## INSTRUCTIONS FOR THE TASK:
Please reproduce the racing column word for word, from the passage that opens with "I remember sitting" and closes with "racetrack grew enormously.".

## GIVEN TEXT:
• • • • • • •

We be trippin'
It’s a sad fact of life that we don’t often enough get to tell people how we feel about them or to truly appreciate them before we lose them. I’ve felt that way numerous times, and every time that I write about someone we’ve lost – be it last week or 20 years ago – I always get that same twinge.
I remember sitting down in late 1996 with Blaine Johnson’s family – Mom, Dad, sister, brother Alan -- for a lengthy series of interviews to share his life story in National DRAGSTER after we lost him, and even though I thought I knew Blaine pretty well, I learned things about him I never knew, and my appreciation for who he was away from the racetrack grew enormously.
And each time that I do a “Remembering …” column here, I get a ton of email and comments from people sharing their great memories and thoughts that only again make me wish I knew the subject better. Such was the case with Tripp Shumake. There was an outpouring of comments on my Facebook page after I posted a link to last week’s column, which included touching comments by his daughter, Heather, and, of course, the ol’ Insider Inbox runneth over with similar comments. Below are some of the best.
Al Booton sent this memorable pic of Shumake enjoying a less-than-great moment at the 1982 Southern Nationals, a year after his breakthrough win there. Recalled Booton, “After it ran in SS&DI, the next time I saw Tripp, I asked if he had seen it. He said yes and he would like to have an 8 by 10 and gave me a business card that had Johnny Loper's shop address on it. The next race, I asked if he got it, and he said, ‘Heck no; it's hanging on Johnny's office wall,’ so the next print went to Tripp's house. Now they are both gone, as are many of the great early racers.”
J.R. Ybarra had a great memory of Shumake running Loper’s car and Joe Pisano's car at Orange County Int’l Raceway.
“I distinctly remember one qualifying run in the Pisano Camaro where the car was drifting towards the centerline, and he absolutely refused to lift and legged it to a 6.03, which, if I remember, was low e.t. for qualifying at the time. I just stood there and shook my head in amazement. He is very much missed by SoCal Funny Car fans."
Conveniently, Ybarra found a video of that exact run – lensed by prolific OCIR videographer Dwight Guild in June 1983 -- which can be watched at right. Dig those dry hops! I believe that’s the late Richard Schroeder making the call.

• • • • • • •

## INFORMATION SHOWN:
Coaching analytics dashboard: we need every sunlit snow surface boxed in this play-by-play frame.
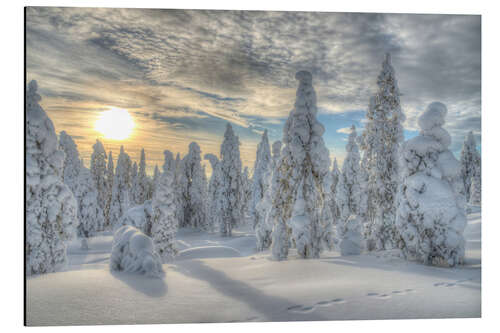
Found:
[26,209,481,325]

• • • • • • •

## RESULT FOR THIS TASK:
I remember sitting down in late 1996 with Blaine Johnson’s family – Mom, Dad, sister, brother Alan -- for a lengthy series of interviews to share his life story in National DRAGSTER after we lost him, and even though I thought I knew Blaine pretty well, I learned things about him I never knew, and my appreciation for who he was away from the racetrack grew enormously.